**Image-grounded pointing data:**
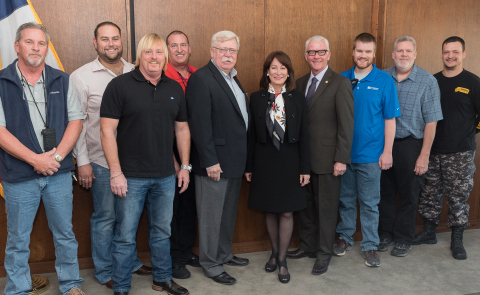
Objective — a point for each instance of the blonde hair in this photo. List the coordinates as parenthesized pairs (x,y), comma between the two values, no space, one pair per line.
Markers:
(147,42)
(223,36)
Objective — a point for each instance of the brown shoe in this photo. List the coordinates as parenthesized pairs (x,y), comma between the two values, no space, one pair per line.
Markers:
(76,291)
(144,271)
(320,267)
(299,253)
(109,284)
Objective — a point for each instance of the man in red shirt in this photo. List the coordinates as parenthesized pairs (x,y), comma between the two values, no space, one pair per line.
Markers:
(184,226)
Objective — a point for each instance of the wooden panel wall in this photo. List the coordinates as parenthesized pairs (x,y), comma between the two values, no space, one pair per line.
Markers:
(288,24)
(263,26)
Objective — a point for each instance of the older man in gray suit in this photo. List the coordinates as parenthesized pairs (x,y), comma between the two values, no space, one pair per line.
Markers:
(218,116)
(330,116)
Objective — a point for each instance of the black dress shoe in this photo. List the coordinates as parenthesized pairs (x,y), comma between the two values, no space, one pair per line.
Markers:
(143,271)
(224,278)
(299,253)
(193,260)
(237,261)
(320,267)
(171,287)
(179,271)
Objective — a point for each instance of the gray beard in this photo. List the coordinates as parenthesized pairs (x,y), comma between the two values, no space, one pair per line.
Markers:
(33,63)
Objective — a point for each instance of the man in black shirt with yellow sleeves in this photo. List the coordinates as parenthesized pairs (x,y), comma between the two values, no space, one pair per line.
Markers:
(451,162)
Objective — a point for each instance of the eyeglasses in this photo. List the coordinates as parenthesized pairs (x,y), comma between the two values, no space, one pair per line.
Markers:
(224,50)
(314,52)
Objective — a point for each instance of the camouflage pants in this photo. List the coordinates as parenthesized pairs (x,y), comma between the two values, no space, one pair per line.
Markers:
(450,175)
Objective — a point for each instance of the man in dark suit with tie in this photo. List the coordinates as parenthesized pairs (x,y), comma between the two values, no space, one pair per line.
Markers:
(218,118)
(330,117)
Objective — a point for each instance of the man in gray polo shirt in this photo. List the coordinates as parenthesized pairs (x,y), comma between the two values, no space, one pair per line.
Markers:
(40,120)
(419,98)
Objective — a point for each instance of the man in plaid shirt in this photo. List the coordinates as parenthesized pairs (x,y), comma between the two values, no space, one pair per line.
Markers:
(419,98)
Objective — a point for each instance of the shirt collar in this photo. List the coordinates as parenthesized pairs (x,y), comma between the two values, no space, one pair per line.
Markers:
(272,90)
(20,74)
(139,76)
(97,65)
(233,72)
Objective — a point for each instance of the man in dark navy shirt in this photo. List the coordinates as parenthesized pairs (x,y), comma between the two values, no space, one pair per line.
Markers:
(451,162)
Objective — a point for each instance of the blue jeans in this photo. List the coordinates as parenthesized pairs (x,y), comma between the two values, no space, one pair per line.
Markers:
(21,201)
(157,194)
(360,182)
(102,225)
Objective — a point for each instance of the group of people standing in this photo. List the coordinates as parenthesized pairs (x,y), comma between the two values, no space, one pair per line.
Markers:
(316,145)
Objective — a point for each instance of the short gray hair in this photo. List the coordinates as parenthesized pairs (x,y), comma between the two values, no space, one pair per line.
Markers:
(30,25)
(317,38)
(405,39)
(223,36)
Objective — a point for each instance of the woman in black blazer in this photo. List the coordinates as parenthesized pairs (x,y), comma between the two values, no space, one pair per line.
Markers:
(278,161)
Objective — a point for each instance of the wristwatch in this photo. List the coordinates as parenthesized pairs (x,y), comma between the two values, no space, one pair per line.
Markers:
(58,157)
(189,167)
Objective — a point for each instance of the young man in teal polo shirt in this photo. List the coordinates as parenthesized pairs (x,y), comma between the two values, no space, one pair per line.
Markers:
(376,106)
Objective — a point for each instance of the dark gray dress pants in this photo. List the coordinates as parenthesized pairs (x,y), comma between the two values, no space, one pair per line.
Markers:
(317,222)
(217,203)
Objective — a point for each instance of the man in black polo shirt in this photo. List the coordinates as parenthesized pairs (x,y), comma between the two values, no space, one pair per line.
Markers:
(451,162)
(145,108)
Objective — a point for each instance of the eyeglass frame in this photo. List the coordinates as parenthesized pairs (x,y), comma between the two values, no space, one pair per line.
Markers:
(231,50)
(317,51)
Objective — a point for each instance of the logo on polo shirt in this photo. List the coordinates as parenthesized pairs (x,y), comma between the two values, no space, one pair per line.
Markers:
(462,90)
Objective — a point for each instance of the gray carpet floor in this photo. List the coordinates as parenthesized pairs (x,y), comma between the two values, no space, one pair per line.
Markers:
(428,269)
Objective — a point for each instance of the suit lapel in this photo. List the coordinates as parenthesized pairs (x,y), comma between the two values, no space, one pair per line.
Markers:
(262,106)
(303,83)
(290,113)
(221,80)
(321,87)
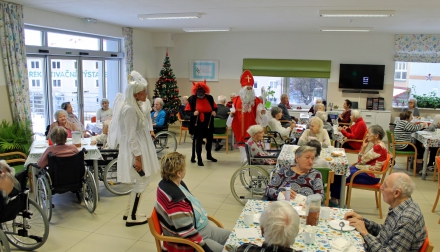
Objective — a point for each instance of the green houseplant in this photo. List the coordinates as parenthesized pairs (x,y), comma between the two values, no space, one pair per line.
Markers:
(16,136)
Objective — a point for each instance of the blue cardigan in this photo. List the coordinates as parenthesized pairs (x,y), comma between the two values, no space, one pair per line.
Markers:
(160,118)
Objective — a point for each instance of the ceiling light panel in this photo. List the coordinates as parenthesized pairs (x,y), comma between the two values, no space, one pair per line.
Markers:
(189,15)
(355,13)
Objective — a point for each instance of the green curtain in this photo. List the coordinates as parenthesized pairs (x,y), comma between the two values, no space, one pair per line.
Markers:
(288,68)
(14,59)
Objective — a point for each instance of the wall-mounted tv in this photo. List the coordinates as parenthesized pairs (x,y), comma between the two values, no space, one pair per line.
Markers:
(355,76)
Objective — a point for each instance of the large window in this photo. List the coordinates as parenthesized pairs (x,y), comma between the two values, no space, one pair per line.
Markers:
(82,80)
(301,91)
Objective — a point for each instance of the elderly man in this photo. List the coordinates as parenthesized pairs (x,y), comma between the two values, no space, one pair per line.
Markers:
(286,116)
(279,224)
(404,227)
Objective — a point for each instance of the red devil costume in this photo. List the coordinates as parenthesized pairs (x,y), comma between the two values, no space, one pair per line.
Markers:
(203,110)
(246,115)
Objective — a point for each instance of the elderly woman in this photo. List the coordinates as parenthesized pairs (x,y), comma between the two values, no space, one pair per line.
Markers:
(158,115)
(412,103)
(104,113)
(319,162)
(316,132)
(372,160)
(355,131)
(275,124)
(256,145)
(61,121)
(302,178)
(180,213)
(344,117)
(58,135)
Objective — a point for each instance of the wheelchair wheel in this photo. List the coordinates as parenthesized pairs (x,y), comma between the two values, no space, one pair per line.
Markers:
(29,230)
(44,196)
(249,182)
(90,194)
(165,143)
(111,180)
(4,243)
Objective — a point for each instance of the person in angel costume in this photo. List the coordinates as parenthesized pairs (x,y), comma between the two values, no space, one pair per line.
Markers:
(247,109)
(202,109)
(133,130)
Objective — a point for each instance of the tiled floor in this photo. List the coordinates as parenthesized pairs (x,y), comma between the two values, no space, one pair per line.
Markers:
(73,228)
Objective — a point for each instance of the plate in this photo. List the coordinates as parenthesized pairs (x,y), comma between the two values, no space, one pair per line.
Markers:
(335,225)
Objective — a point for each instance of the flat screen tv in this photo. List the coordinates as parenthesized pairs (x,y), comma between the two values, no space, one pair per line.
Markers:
(356,76)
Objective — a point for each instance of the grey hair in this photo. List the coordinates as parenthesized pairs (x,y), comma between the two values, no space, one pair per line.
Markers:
(303,149)
(377,130)
(413,100)
(58,135)
(275,111)
(104,100)
(221,99)
(280,223)
(321,115)
(404,183)
(58,112)
(356,114)
(159,100)
(254,129)
(318,121)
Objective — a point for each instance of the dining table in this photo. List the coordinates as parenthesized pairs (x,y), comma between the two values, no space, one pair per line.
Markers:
(38,147)
(339,164)
(429,139)
(324,232)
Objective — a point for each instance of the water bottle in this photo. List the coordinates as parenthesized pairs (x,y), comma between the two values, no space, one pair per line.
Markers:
(287,193)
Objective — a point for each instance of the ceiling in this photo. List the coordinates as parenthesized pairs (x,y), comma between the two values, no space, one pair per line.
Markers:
(243,16)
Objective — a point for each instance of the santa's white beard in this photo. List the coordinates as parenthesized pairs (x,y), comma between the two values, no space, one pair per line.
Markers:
(247,99)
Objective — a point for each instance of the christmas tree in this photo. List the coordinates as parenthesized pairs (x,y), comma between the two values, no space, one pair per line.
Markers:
(166,88)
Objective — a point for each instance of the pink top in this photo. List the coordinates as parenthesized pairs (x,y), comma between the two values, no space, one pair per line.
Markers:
(62,150)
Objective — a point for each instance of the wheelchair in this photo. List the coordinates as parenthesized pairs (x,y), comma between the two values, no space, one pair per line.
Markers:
(250,180)
(165,141)
(23,222)
(65,174)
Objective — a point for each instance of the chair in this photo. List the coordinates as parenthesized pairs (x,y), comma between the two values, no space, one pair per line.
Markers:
(328,176)
(219,126)
(182,128)
(354,140)
(427,245)
(375,188)
(437,164)
(156,231)
(395,153)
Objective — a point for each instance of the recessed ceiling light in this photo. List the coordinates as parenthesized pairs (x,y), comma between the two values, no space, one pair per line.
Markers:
(346,29)
(188,15)
(355,13)
(206,29)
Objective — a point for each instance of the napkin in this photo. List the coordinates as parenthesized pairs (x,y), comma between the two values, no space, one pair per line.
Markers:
(340,244)
(242,233)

**TASK ITEM:**
All lines above with "wall" in them should be returned.

**OUTPUT OF THE EXERCISE:**
Objective — a point for each instance of the wooden panel wall in this photo. List the coordinates as parenthesized pairs (x,y), comma between the two values, no space, one pair per line.
Objective — a point for each instance of the wall-mounted tv in this photo. List the coordinates as parenthesized pairs (x,y), comma between the two values, no space, one pair per line.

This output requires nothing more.